Things to do —
(a) According to the Hex Hall review, who is Sophie's new roommate at the school?
(b) Write the next part of the Hex Hall review, picking up after its final sentence.

Excerpt —
## Start
Source: kingmagu.blogspot.no/2015/12/cbr7-books-144-magic-stars-by-ilona.html
Like Reblog Comment
show activity (+)
review 2015-12-10 02:10
#CBR7 Book 133: Hex Hall by Rachel Hawkins
Hex Hall - Rachel Hawkins

Sophie Mercer is a witch and because of the various bad incidents her magic has gotten her mixed up in, she and her mum have moved a lot during her lifetime. After Sophie seriously misjudges the oomph of a love spell at her current high school's prom, and there is a huge scene, Sophie's normally absentee father, a European warlock of some kind, gets involved. Sophie is sent off to a boarding school. On a remote island, where she will stay until she graduates at 18.


Hex Hall, as it's known among the kids there, is a magical reform school where wayward witches, shapeshifters and faeries are sent until they come of age. As an attempt at greater inclusion, there is currently also a vampire attending the school. Jenna the vampire also just happens to be Sophie's new roommate. After Jenna's former roommate ended up dead under mysterious  and suspicious circumstances (with two little holes in her neck) the year before, Jenna is pretty much feared and/or shunned by the whole school. Sophie doesn't want to jump to conclusions, however.


Before her first week is up, Sophie and Jenna are starting to bond; a trio of powerful Mean Girl witches want Sophie to join their coven so they can maximise their power (and are NOT pleased to get no for an answer); Sophie has detention for the rest of the term and an inconvenient crush on the most popular boy in school. She also learns that her father is in fact the head of the Order that sent most of the kids to Hex Hall, and as a result, he (and his daughter) are not really popular. Sophie is rumoured to be just as powerful as him, but having grown up around normal humans, never interacting with other magically abled, things that others consider child's play are completely new to her. She finds the most basic spells incredibly challenging and on top of that, she has to try to survive magical high school intrigue.
## End
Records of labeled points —
## Start
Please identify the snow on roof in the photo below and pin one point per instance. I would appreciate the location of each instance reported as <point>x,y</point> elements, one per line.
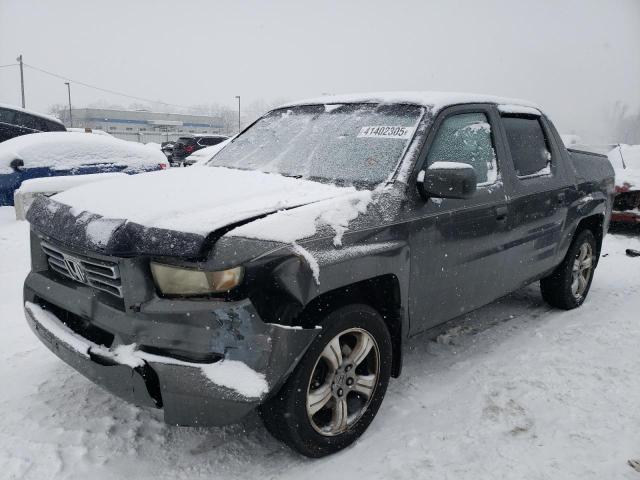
<point>437,100</point>
<point>30,112</point>
<point>71,149</point>
<point>518,109</point>
<point>626,163</point>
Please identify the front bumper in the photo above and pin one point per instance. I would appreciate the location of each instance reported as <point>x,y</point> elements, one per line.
<point>181,388</point>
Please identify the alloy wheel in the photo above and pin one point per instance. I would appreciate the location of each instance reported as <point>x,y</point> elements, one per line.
<point>343,381</point>
<point>582,270</point>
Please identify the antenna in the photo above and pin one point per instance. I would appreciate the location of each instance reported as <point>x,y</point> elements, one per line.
<point>624,165</point>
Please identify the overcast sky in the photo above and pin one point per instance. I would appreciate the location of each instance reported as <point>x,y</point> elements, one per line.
<point>575,58</point>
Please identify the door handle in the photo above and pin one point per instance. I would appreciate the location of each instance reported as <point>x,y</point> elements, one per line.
<point>501,213</point>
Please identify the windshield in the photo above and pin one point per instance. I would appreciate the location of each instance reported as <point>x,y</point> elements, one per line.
<point>349,143</point>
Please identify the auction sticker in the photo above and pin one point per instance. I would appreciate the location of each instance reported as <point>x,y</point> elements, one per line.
<point>384,131</point>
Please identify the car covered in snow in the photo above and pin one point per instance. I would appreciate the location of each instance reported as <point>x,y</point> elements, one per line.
<point>188,144</point>
<point>202,156</point>
<point>287,273</point>
<point>626,162</point>
<point>51,154</point>
<point>15,121</point>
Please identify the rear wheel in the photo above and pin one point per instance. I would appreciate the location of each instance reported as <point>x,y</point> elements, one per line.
<point>335,391</point>
<point>568,285</point>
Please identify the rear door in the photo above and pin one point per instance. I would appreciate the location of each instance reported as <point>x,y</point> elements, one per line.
<point>539,193</point>
<point>458,246</point>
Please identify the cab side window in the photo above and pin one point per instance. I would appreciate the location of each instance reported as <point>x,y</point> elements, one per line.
<point>530,150</point>
<point>466,138</point>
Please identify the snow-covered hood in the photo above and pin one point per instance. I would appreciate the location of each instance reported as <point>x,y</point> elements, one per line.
<point>174,212</point>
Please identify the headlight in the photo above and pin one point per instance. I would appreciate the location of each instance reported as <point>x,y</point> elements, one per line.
<point>186,281</point>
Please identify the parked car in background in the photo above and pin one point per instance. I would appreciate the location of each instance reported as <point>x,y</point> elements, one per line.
<point>295,265</point>
<point>54,154</point>
<point>15,121</point>
<point>626,162</point>
<point>95,131</point>
<point>167,149</point>
<point>203,155</point>
<point>188,144</point>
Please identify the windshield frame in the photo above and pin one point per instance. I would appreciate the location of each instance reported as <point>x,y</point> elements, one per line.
<point>419,131</point>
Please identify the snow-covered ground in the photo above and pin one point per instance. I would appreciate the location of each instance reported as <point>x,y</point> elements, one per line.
<point>515,390</point>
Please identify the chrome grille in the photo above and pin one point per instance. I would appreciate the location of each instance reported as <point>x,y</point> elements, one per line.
<point>99,274</point>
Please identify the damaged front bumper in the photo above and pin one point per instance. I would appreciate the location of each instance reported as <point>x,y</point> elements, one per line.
<point>138,363</point>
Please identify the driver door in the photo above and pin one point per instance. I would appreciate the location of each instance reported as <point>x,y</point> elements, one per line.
<point>458,246</point>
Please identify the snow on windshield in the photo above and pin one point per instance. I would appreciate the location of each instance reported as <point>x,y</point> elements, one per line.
<point>348,143</point>
<point>62,150</point>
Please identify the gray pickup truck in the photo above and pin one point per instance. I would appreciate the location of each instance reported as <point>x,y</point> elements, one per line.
<point>286,274</point>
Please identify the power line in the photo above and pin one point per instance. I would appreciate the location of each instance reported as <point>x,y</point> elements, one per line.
<point>106,90</point>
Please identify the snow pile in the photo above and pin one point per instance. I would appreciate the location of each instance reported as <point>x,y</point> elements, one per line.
<point>31,112</point>
<point>90,130</point>
<point>288,226</point>
<point>66,150</point>
<point>196,200</point>
<point>58,184</point>
<point>626,163</point>
<point>231,374</point>
<point>237,376</point>
<point>202,156</point>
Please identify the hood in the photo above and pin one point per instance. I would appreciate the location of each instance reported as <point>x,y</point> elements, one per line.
<point>172,212</point>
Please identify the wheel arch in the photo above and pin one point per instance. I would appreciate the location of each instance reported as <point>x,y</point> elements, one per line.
<point>382,293</point>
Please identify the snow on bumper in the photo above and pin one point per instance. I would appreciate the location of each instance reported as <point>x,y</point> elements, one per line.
<point>197,394</point>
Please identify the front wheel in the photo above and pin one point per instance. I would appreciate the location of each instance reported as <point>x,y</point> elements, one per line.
<point>568,285</point>
<point>335,391</point>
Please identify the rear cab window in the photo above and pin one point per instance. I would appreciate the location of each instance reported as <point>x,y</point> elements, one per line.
<point>529,146</point>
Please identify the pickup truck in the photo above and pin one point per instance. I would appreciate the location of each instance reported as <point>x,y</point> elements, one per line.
<point>288,272</point>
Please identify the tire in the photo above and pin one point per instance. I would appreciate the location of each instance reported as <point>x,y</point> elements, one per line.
<point>342,411</point>
<point>559,288</point>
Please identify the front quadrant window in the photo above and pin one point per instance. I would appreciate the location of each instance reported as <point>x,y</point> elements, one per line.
<point>351,143</point>
<point>466,138</point>
<point>529,150</point>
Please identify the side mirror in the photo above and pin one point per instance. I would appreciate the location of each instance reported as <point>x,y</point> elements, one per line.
<point>447,180</point>
<point>17,164</point>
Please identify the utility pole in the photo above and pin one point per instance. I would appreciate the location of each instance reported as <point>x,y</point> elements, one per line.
<point>19,59</point>
<point>238,97</point>
<point>69,91</point>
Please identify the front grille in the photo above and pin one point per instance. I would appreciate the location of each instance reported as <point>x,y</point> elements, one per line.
<point>99,274</point>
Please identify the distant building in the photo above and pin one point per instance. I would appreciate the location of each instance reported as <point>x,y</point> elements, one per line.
<point>142,126</point>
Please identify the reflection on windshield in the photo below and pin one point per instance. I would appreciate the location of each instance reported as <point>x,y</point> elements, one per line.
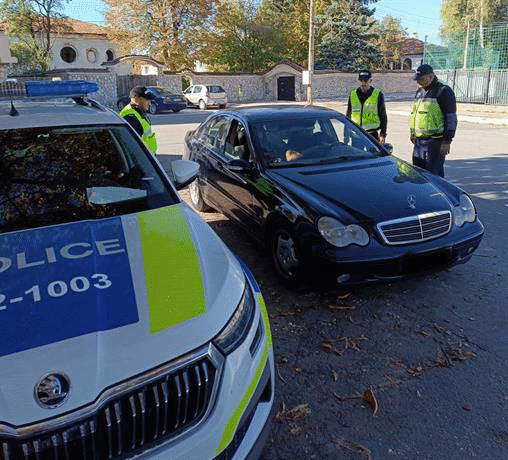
<point>311,140</point>
<point>55,175</point>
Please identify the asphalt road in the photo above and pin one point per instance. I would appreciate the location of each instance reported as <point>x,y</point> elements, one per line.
<point>430,352</point>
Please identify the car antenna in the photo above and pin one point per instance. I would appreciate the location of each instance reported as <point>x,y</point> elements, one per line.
<point>13,112</point>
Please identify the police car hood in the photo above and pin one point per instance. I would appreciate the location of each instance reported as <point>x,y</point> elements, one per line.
<point>99,302</point>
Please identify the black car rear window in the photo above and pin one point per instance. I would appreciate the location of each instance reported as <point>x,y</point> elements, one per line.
<point>55,175</point>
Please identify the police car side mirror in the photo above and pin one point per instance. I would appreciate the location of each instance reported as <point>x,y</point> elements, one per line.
<point>183,172</point>
<point>388,148</point>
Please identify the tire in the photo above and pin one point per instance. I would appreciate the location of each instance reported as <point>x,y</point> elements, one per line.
<point>196,198</point>
<point>286,256</point>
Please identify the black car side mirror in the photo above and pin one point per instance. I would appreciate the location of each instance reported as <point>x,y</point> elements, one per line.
<point>239,166</point>
<point>388,148</point>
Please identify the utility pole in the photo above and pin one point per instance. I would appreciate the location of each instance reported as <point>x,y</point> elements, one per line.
<point>311,53</point>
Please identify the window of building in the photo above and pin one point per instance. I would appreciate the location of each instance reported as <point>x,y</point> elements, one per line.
<point>91,55</point>
<point>68,54</point>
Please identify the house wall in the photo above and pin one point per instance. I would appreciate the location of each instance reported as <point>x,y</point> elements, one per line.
<point>87,49</point>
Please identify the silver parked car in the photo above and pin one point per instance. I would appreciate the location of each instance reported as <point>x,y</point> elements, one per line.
<point>204,96</point>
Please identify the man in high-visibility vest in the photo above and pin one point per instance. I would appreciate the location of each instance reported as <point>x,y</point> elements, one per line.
<point>433,121</point>
<point>135,114</point>
<point>366,107</point>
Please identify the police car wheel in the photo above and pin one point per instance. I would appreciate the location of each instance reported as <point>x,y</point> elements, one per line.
<point>286,255</point>
<point>196,198</point>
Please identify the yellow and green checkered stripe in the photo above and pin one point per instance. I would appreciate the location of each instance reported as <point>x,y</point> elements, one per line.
<point>174,283</point>
<point>234,420</point>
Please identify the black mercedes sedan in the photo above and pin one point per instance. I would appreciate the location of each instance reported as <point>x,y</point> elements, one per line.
<point>326,198</point>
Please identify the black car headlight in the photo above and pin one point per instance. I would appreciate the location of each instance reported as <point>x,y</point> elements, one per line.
<point>464,212</point>
<point>239,325</point>
<point>340,235</point>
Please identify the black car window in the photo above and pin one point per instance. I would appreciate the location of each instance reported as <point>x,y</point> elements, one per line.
<point>215,134</point>
<point>236,143</point>
<point>54,175</point>
<point>311,139</point>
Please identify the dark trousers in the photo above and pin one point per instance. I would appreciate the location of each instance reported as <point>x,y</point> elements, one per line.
<point>427,155</point>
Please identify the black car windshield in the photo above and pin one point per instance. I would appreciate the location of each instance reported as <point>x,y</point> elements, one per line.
<point>215,89</point>
<point>311,139</point>
<point>54,175</point>
<point>165,92</point>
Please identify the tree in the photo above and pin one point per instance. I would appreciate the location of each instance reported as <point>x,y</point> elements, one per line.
<point>345,37</point>
<point>240,40</point>
<point>164,29</point>
<point>30,23</point>
<point>389,32</point>
<point>458,15</point>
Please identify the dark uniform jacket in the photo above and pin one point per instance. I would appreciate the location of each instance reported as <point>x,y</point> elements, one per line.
<point>446,99</point>
<point>381,109</point>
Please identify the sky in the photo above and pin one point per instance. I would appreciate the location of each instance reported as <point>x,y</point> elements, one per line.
<point>422,18</point>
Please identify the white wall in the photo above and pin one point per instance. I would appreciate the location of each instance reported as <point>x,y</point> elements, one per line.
<point>86,49</point>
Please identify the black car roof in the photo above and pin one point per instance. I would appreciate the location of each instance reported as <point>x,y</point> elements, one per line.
<point>263,112</point>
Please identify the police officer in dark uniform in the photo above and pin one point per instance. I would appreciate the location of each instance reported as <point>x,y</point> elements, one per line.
<point>135,114</point>
<point>433,121</point>
<point>366,107</point>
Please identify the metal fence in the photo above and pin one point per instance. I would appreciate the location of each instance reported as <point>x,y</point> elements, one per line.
<point>478,86</point>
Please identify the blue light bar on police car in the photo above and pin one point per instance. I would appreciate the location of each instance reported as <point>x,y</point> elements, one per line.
<point>47,89</point>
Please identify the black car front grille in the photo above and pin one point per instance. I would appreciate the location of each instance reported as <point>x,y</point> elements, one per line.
<point>416,228</point>
<point>128,423</point>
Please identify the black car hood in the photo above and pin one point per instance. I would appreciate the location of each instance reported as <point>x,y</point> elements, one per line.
<point>375,189</point>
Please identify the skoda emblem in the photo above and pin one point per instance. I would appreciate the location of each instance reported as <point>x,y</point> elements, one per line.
<point>411,200</point>
<point>52,390</point>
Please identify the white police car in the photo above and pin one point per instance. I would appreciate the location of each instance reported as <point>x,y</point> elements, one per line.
<point>127,328</point>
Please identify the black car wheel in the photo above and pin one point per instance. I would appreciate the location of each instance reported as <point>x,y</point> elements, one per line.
<point>286,256</point>
<point>196,198</point>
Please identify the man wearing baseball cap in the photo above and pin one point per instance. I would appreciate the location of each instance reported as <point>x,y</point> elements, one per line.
<point>366,107</point>
<point>433,121</point>
<point>135,114</point>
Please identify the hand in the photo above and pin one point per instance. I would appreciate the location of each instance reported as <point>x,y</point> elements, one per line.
<point>445,149</point>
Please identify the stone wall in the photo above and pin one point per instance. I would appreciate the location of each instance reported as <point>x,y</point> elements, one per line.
## End
Answers to the tasks —
(a) Jenna, the vampire attending the school.

(b)
Sophie refuses to join the crusade against Jenna, which gets more intense after another girl is attacked, with Jenna having been one of the last to interact with her. Sophie wants to solve the mystery behind the attack and get good enough at magic that she can tell the coven to stuff it. At least she gets to spend lots of quality time with Archer (her crush) during their detention sessions. Now if she could only make him forget about Elodie, his current girlfriend and her nemesis.


Hex Hall is fairly highly rated on Goodreads and when I saw it cheaply in an e-book sale, it seemed a fun enough read. As an added bonus, the X in the title would allow me to finish my Alphabet Soup challenge for the year. It's a fairly generic YA paranormal fantasy, where the usual high school intrigues are made a bit more interesting as there is magic, witches, ghosts, various shapeshifters, faeries and possibly an evil demon on the loose. 


Sophia is a likable, snarky, independently-minded heroine. She doesn't really fit in with any of the popular kids and has a tendency to speak before she thinks. This sometimes backfires badly. Despite her disgust at being a cliche, she can't help but fall for the ridiculously handsome Archer Cross, and the more time she spends around him, discovering that he's actually smart, funny and kind, as well as well-liked around the whole school doesn't help. His only flaw is dating Elodie, the head of the coven, whose main goals seem to be to recruit Sophie to enhance the coven's power and to get Jenna expelled from the school. 


There are some fun ideas here - Lord Byron being a vampire sentenced to teach at the school. Detention is being forced to catalogue magical artifacts, that move to a new area every day, in a huge creepy basement. Supernatural teens who can't keep under the radar being sent to magical reform school at a remote location.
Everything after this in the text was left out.